Set task
Please repeat all of the lines that follow, exactly as written.
((
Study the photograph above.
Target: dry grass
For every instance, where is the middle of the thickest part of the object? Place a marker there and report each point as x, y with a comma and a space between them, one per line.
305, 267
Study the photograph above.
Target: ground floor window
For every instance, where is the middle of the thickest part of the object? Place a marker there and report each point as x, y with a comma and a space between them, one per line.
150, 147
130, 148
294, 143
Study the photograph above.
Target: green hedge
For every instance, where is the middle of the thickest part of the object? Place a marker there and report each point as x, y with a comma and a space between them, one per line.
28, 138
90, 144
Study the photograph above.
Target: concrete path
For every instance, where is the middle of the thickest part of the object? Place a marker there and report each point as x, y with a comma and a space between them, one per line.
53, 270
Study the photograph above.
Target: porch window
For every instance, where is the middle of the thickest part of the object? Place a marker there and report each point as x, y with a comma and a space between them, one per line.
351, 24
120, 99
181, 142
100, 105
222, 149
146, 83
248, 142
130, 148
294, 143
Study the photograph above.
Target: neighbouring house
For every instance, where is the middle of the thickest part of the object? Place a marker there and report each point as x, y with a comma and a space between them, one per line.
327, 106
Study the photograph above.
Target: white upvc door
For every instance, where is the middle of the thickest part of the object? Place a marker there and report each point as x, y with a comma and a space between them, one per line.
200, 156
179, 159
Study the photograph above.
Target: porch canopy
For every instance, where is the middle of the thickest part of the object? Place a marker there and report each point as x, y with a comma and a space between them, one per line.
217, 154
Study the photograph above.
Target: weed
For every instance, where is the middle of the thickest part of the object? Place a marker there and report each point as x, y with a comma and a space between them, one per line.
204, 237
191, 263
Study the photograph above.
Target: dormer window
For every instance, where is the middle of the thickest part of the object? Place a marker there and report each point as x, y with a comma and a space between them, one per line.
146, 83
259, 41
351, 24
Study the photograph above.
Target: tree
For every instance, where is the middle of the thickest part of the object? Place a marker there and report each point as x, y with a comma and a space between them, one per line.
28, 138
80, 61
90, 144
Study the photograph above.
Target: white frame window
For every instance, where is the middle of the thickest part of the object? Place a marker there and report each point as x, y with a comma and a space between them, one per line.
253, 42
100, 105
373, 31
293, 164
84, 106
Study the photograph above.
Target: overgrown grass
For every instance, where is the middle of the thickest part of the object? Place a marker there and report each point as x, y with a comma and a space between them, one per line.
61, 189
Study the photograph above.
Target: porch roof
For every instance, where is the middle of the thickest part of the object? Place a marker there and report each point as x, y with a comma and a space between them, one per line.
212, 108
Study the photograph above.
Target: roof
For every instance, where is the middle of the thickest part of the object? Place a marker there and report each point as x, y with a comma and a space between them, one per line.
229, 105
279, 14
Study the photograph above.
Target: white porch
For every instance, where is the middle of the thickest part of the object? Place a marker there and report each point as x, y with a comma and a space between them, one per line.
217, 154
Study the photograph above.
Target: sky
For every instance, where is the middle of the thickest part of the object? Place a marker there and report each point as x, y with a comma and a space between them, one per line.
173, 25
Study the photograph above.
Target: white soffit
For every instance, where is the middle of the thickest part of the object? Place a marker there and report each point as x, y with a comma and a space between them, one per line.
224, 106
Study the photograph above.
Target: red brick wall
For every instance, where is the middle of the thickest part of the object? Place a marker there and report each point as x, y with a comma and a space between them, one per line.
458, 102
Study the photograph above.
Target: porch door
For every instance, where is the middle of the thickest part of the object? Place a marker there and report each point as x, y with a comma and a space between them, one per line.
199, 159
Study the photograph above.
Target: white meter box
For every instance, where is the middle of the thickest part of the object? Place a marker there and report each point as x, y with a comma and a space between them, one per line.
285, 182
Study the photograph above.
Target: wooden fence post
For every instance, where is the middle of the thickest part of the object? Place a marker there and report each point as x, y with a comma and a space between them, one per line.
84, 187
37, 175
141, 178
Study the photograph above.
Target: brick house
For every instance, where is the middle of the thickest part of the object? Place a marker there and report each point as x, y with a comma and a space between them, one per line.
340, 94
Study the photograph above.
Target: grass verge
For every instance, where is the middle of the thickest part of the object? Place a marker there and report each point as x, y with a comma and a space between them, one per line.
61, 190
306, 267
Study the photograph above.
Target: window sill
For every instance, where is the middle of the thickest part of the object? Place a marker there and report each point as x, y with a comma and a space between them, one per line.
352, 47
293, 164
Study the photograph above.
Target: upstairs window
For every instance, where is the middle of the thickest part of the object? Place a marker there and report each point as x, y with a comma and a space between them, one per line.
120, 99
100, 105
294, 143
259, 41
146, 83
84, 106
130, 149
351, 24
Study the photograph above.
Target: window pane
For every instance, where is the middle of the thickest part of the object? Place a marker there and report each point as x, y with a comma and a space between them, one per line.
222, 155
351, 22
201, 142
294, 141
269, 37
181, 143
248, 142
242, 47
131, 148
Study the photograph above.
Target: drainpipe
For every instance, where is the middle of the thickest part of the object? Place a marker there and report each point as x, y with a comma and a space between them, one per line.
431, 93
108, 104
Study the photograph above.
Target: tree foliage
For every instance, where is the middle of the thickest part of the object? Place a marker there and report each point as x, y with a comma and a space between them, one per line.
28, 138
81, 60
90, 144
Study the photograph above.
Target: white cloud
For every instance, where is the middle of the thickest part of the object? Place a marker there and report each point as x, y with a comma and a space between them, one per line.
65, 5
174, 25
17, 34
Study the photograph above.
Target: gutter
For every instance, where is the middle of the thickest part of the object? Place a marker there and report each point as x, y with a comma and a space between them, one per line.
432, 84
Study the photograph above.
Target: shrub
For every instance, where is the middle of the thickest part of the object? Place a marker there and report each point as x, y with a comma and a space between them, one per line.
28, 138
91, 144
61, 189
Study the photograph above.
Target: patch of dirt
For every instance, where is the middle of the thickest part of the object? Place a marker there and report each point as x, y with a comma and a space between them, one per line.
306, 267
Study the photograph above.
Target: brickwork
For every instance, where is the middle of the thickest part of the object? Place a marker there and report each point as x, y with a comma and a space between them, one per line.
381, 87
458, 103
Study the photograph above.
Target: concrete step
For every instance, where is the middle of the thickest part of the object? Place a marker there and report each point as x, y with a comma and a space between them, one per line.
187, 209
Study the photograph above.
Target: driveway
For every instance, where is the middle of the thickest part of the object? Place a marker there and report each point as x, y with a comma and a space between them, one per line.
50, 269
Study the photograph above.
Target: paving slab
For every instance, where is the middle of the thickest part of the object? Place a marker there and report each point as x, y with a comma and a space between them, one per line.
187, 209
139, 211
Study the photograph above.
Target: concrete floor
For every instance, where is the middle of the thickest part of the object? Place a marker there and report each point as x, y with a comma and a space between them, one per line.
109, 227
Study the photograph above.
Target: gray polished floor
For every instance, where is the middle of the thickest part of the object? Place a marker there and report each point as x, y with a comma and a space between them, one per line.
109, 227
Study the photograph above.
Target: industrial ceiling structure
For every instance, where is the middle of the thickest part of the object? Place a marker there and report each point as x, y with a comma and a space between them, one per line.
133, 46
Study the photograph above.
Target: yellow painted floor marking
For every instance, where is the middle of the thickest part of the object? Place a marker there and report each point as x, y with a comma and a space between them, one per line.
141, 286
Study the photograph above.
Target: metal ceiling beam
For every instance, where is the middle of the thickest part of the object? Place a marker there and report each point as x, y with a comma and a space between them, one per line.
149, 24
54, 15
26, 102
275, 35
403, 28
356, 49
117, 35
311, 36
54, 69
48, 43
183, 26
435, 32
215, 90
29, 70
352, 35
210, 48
))
Finished answer
Study the photograph above.
Target: dry grass
For every instance, where is the middle of the thickest part of the object? Place a marker there and report each point as x, y with a comma and a space between them, one per line.
305, 267
Study the photograph above.
Target: ground floor window
For every instance, where is the middle of the thickest part of the object? Place a marker there and report each point as x, y with a comma and a space between them, one per line.
150, 147
130, 148
294, 143
Study the photograph above.
Target: green hedge
For every instance, where is the middle of the thickest part of the object? Place a marker there and report each point as x, y with a comma and a space between them, one per line.
28, 138
90, 144
Study the photograph above.
Target: concrete path
For every instance, where is the middle of the thickest part of the object? Place a marker there and report each point as x, y with a comma and a space between them, one per line.
53, 270
Study the photograph above.
Target: porch window
For every instance, where is the middle of the thickest part of the object? Place a marker there and report each point as x, y with a comma and a space between them, one per line.
351, 24
120, 99
181, 142
100, 105
222, 149
146, 83
248, 142
130, 148
294, 143
Study the photograph above.
Target: neighbouring house
For every instance, where is the middle of the thickest part of the object? Place a marker there and report each point as x, y with a comma and a space between them, one per line.
327, 106
Study the photograph above.
Target: white upvc door
For every instance, where is the middle of the thickest part of the object? Place a marker there and report each point as x, y with a comma and a space between them, one per line.
200, 156
179, 159
Study the photograph above.
Target: porch canopy
For every instance, where is the middle of the thickest part of the object? Place a marker there and report each point as x, y with a comma and a space between them, one per line.
217, 154
Study the photograph above.
Target: weed
For every instance, where is the middle of the thickest part of the object? Place a marker there and report each point as x, y with a comma and a space between them, one per line.
204, 237
191, 263
Study the photograph above.
Target: dormer window
For every instance, where is the middle of the thickest part of the object? Place a marker there and report each point as x, y with a comma and a space between them, one per line.
146, 83
259, 41
351, 24
Study the photograph above.
Target: tree
For every instance, where is the middle of the thickest part of the object? Place a marker there and report each point as x, y with a comma and a space between them, one per line.
28, 138
80, 61
90, 144
Study the photograph above.
Target: white frame window
For every instance, where is the middle of the thickest part of the object? Place a marker there and report each point as x, y with a comma and a space between them, one per line.
253, 42
100, 105
373, 31
293, 164
84, 106
Study the photograph above.
Target: overgrown grass
For every instance, where is the middle of the thickest part of the object? Place a marker there and report each point as x, y with a comma and a space between them, one per line.
61, 189
Study the photograph above.
Target: porch roof
For every instance, where is the middle of the thickest part of the object? Place a marker there and report each point as x, y with a comma and a space between them, one per line.
212, 108
Study the photograph above.
Target: roof
For every instance, where is the middle of the thickest part of the object? Place a marker there and report each point as x, y with a comma and a space between them, one per line.
229, 105
279, 14
Study the photograph above.
Target: white porch
For every instance, where is the middle of the thickest part of the object? Place a marker there and report each point as x, y with a comma and a space between them, one per line.
217, 154
Study the photograph above.
Target: sky
For every instance, where is the middle of the thickest part of the object? Place a marker there and report each point as x, y with a comma and a space between them, one per line.
173, 25
Study the photograph above.
Target: white soffit
For every instance, where is the middle of the thickest part of the object? Place a marker there and report each point as x, y with a comma and a space between them, one per line.
224, 106
Study the photograph above.
Target: red brick wall
For every instance, where is the middle of the thickest part of the object? Place a marker there and report each point as x, y with a comma and a space between them, one per line.
458, 102
Study the photograph above.
Target: porch door
For every instance, where is the middle of the thickest part of the object? Place a marker there and report each point as x, y with a comma and a space between them, one per line.
199, 159
Study the photograph above.
Target: white meter box
For every instance, where is the middle of the thickest part of the object? Place a marker there and report each point as x, y with a comma and a space between them, one per line.
285, 182
Study the photograph above.
Target: wooden fence post
For every instance, where is the middle of the thickest part of the object? Place a marker there and report each point as x, y with a comma and a space between them, one per line.
84, 187
37, 175
141, 178
Study the photograph above.
Target: brick house
For every instance, where is the middle of the thickest part of the object? Place a marker there and report each point as x, y with a comma and a space between them, one per line.
340, 94
Study the photograph above.
Target: grass verge
For every instance, where is the middle of the thickest part of the object? Place a marker there and report each point as x, y with a comma and a space between them, one per line.
61, 190
306, 267
Study the photograph above.
Target: window sill
For every instance, where is the middle of the thickest part of the object? Place a marker there and report each point as x, y with a comma and a space between them, one per line.
352, 47
293, 164
Study the photograph above.
Target: upstairs window
For every instance, where is the middle of the thickest part of the object? Place a marker there and report each point as x, y with a comma and a space between them, one per line.
120, 99
100, 105
294, 143
259, 41
146, 83
84, 106
130, 149
351, 24
Study the photograph above.
Target: window pane
For every instance, where is the middle of the thickest part of the object? Place a marker there and report each point as x, y with a comma and a space between them, one per line.
222, 155
351, 22
201, 142
294, 141
269, 37
181, 143
248, 142
242, 47
131, 148
Study the photograph above.
Target: drainpipe
For every instance, where is the middle of the thickest part of the object? Place a marker there and report each point as x, y with a comma and a space between them, one per line.
431, 93
108, 104
Study the photograph above.
Target: tree foliage
For every instance, where is the middle of the thickest part of the object? Place a marker there and report each point as x, y with a comma and a space between them, one per line.
28, 138
81, 60
90, 144
Study the photograph above.
Target: white cloud
For every instance, where is the middle of the thickest part of the object? Place a marker there and report each point as x, y with a comma and a space between them, one per line.
65, 5
174, 25
17, 34
Study the photograph above.
Target: gutter
For every instance, where is the middle of the thickest part of the object? Place a marker there and report each point as x, y with a comma and a space between them, one per line.
432, 84
Study the photograph above.
Target: shrub
For every instance, where is the middle of the thickest part of the object? Place a marker there and report each point as x, y with a comma and a space between them, one per line.
28, 138
91, 144
61, 189
Study the photograph above.
Target: patch of dirt
For every instance, where is the middle of the thickest part of the object? Place a marker there and report each point as x, y with a comma and a space between them, one per line.
306, 267
Study the photograph above.
Target: brickwork
For every instance, where is the middle of the thickest part of the object? Place a marker there and report each point as x, y with a comma and a space between them, one per line.
381, 87
458, 103
Study the photograph above.
Target: concrete step
For every instance, where is the middle of the thickest part of the object? Place a marker there and report each point as x, y with a comma and a space between them, one per line.
187, 209
Study the photograph above.
Target: driveway
For every instance, where is the middle of the thickest part of the object? Place a marker there and report each point as x, y with a comma and a space between them, one per line.
50, 269
Study the photograph above.
Target: paving slab
For every instance, where is the middle of the thickest part of the object? Place a marker there and report each point as x, y with a comma and a space between them, one per line.
187, 209
139, 211
Study the photograph above.
Target: concrete floor
For every instance, where is the middle of the thickest part of the object? Place a marker there and report each point as x, y with a comma and a space between them, one per line.
109, 227
Study the photograph above.
Target: gray polished floor
For every instance, where is the middle of the thickest part of the object? Place a marker there and report each point as x, y with a comma and a space between them, one per line.
109, 227
Study the photograph above.
Target: industrial ceiling structure
For every instance, where is the middle of the thickest part of the object? Place a marker there and report each point as x, y with a comma and a space between them, one per line.
133, 46
Study the photograph above.
Target: yellow painted floor marking
For every instance, where is the middle of the thickest part of the object? Place a marker there and report each point as x, y with a comma and a space between them, one per line.
141, 286
Study the photograph above.
Target: metal ceiling beam
For every instance, where is the middle of the thickest part of the object? Place a marker there and report each point as x, y with a comma and a space between them, one per line.
149, 24
54, 15
26, 102
275, 35
403, 28
356, 49
117, 35
311, 36
54, 69
48, 43
183, 26
435, 32
215, 90
29, 70
352, 35
210, 48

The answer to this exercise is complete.